Records from a dataset
**********
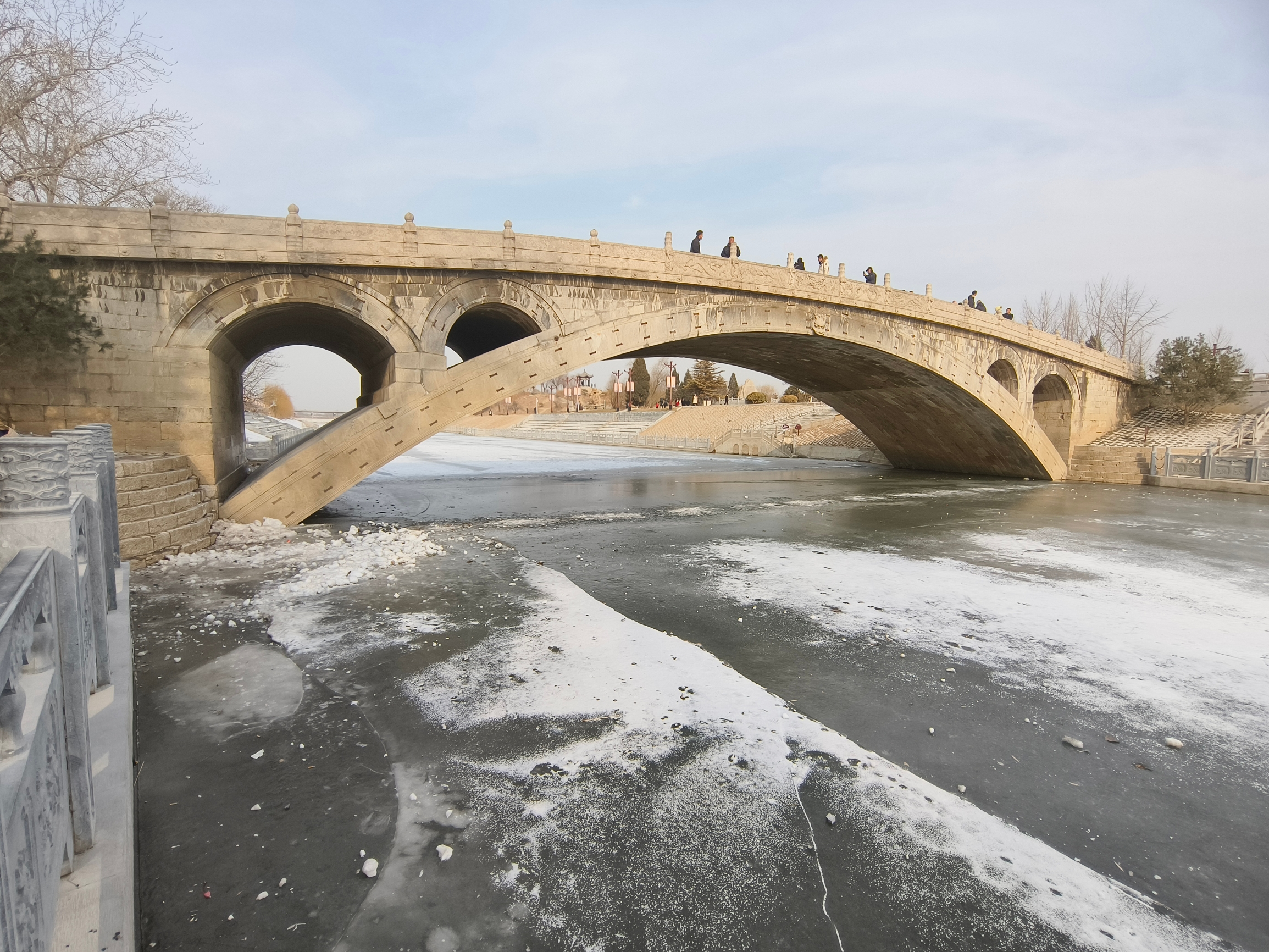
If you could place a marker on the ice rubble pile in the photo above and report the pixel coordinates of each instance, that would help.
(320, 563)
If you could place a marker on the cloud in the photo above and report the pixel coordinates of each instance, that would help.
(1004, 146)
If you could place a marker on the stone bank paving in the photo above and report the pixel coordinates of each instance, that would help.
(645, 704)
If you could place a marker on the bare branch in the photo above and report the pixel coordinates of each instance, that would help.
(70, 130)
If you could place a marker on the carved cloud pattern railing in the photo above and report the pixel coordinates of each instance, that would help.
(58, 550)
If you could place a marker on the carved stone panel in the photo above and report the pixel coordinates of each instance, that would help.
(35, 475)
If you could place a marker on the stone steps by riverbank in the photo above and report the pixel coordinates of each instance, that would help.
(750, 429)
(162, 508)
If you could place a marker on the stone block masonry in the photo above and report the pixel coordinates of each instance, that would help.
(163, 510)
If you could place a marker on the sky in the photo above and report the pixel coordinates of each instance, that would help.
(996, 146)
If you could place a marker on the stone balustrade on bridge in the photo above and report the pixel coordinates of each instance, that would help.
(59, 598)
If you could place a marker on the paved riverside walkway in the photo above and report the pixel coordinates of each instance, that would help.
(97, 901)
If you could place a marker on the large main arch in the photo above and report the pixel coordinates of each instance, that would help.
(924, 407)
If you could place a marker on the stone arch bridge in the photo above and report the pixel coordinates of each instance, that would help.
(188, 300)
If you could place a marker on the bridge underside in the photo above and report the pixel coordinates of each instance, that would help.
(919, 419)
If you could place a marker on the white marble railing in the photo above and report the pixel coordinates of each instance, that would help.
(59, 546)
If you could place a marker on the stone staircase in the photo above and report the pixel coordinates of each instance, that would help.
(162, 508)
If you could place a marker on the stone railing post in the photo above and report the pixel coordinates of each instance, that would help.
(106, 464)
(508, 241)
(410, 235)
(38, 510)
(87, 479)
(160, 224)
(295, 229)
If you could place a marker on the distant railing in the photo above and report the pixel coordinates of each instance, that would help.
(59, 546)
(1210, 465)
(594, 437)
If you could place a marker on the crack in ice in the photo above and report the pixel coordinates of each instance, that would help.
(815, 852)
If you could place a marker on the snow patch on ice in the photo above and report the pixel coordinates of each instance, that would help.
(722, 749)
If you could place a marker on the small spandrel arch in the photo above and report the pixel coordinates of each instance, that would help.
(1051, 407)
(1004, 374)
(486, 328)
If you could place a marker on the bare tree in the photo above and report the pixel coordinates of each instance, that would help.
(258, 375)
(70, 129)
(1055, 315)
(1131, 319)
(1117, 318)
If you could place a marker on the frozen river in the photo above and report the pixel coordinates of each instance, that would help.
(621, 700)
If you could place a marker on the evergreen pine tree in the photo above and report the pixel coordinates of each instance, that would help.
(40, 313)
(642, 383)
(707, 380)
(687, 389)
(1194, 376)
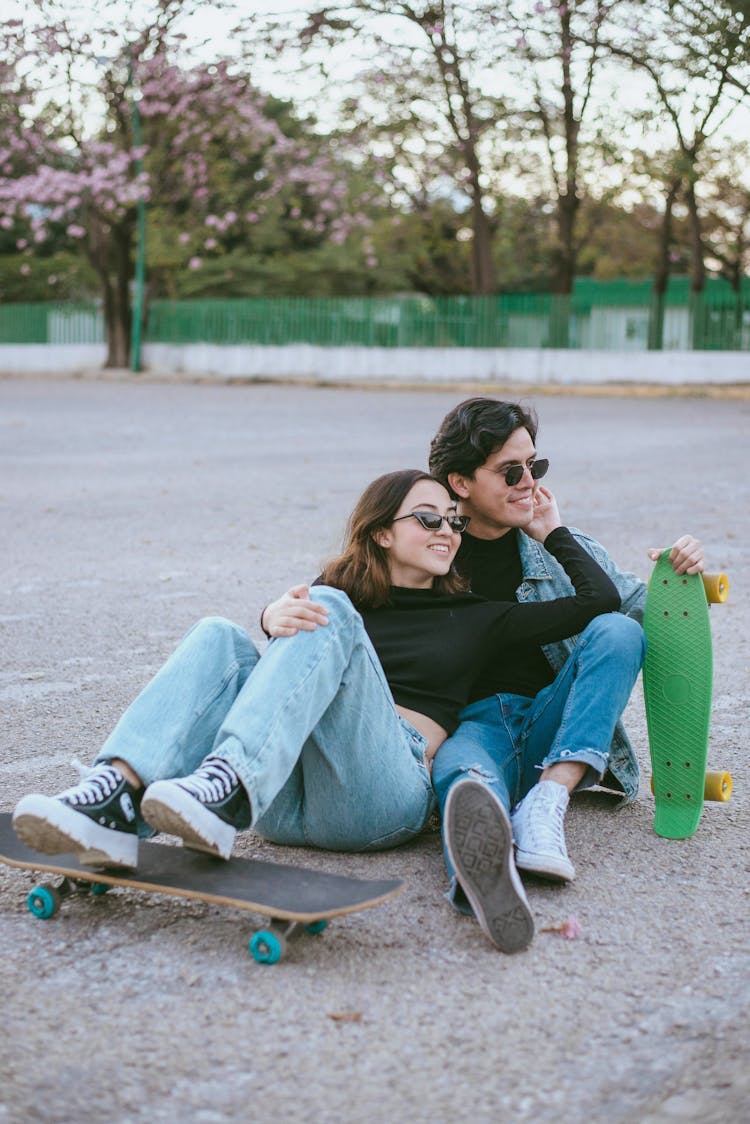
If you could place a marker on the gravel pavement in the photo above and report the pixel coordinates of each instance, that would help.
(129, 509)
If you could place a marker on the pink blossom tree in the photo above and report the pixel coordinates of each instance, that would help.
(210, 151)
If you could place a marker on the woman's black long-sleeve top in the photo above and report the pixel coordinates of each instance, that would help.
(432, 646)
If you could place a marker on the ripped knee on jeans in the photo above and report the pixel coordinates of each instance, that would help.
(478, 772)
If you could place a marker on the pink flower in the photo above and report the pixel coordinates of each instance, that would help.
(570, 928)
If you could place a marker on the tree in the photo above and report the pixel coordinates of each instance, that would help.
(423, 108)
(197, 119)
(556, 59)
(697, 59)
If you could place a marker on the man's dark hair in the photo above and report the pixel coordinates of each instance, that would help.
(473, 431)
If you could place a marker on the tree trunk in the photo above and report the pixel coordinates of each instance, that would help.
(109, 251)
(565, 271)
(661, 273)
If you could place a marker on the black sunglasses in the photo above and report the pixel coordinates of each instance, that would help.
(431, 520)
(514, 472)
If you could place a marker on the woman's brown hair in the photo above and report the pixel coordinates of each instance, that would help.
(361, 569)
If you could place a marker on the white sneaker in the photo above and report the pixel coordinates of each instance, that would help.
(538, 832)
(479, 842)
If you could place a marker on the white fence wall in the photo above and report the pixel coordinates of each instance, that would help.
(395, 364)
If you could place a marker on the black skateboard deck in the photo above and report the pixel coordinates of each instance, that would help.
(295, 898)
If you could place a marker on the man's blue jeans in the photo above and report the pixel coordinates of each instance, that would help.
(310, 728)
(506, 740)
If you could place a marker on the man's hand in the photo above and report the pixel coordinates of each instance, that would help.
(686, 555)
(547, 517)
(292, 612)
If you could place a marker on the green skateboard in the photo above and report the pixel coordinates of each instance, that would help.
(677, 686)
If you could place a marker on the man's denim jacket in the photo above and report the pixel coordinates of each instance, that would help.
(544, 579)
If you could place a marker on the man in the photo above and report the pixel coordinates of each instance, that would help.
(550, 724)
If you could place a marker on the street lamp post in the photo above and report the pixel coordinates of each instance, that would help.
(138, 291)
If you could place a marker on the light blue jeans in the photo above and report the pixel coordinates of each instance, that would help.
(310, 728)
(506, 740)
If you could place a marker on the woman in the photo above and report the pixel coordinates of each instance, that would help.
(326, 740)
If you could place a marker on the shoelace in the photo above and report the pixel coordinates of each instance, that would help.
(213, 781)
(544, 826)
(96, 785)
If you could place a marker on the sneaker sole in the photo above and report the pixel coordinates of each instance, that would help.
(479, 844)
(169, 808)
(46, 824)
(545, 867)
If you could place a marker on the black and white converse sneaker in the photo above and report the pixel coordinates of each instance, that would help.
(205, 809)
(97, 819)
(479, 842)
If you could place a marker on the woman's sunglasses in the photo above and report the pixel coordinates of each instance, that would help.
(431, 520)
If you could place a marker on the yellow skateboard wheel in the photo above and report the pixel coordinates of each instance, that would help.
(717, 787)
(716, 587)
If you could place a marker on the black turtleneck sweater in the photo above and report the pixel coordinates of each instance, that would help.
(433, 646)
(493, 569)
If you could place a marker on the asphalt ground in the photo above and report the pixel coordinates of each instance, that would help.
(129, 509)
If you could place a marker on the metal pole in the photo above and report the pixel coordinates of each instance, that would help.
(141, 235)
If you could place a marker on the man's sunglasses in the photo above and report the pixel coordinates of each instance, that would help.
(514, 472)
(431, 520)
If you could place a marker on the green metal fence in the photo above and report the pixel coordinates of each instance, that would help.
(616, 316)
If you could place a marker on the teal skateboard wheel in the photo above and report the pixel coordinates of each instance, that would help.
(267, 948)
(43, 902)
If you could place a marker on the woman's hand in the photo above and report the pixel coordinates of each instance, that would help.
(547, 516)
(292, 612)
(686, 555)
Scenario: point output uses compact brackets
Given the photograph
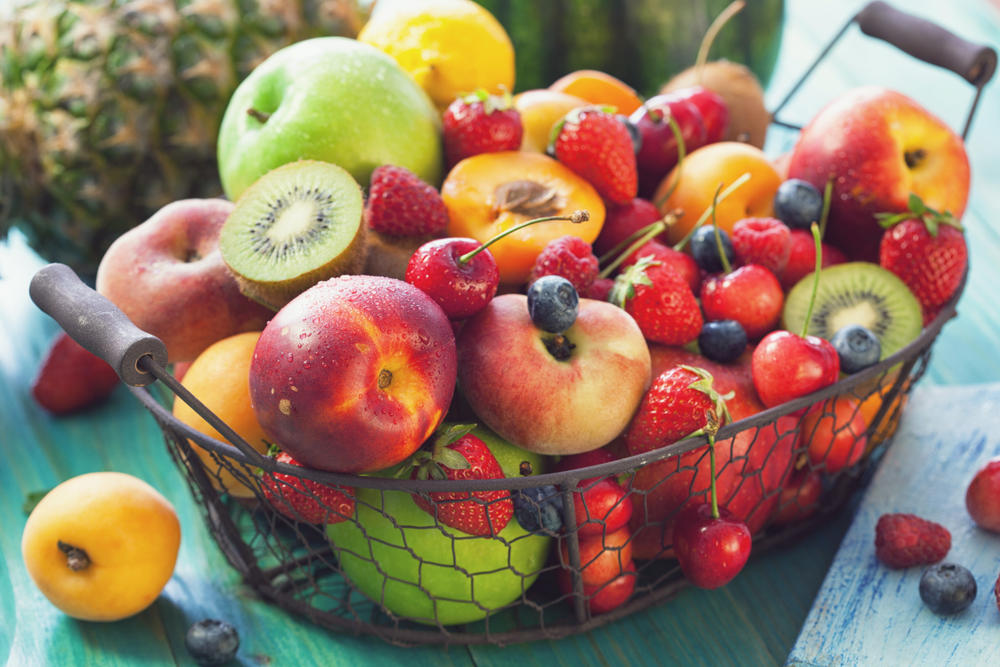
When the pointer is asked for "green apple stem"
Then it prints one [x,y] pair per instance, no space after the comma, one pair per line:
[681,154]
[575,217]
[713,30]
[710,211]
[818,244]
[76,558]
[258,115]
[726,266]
**********
Once the line holding "If you could place a marker on the black and" is found, set it down along with every line after it through the end of the entries, exactly, leaving the pictures out.

• _RESULT_
If you could place a marker on the black and white converse sneaker in the photo above and report the pixel coordinates of each instance, that would help.
(205, 809)
(97, 819)
(479, 842)
If you could place a marker on the woman's sunglasses in the photo above and report the pixel coordinates of each instance, that would help.
(431, 520)
If you could place a marker on the yellow skateboard wheel in the photo above and report the pixel coordinates of each instance, that would help.
(717, 787)
(716, 587)
If you could place a marker on the black turtleneck sweater in the photo above and report the pixel coordinates of each instance, that would help.
(433, 646)
(493, 569)
If you could place a marker on the asphalt ground in the photo above and report the pixel coordinates of each instance, that would help.
(129, 509)
If you could place a marker on the metal pole in the photo above and report the pixel coordinates of each instance, that would help.
(141, 235)
If you could place a marker on the man's sunglasses in the photo above and report the pixel coordinates of each instance, that would help.
(514, 472)
(431, 520)
If you could place a marker on the green metal fence in the photo above and report the pixel coordinates of each instance, that would help.
(616, 316)
If you could place a marker on the teal skateboard wheel in the photo above and report the pixel coordinates of each instance, that would help.
(267, 948)
(43, 902)
If you could place a marker on the woman's hand in the photo above and report the pixel coordinates of each instance, that would help.
(547, 516)
(292, 612)
(686, 555)
Scenario: point output uses compact brackets
Given the photograph
When the pointer is asked for "green apple stem"
Then it prints one [x,y] pair per instance, no space after the comma, one pair per line:
[681,154]
[575,217]
[713,30]
[710,211]
[818,244]
[76,558]
[258,115]
[726,266]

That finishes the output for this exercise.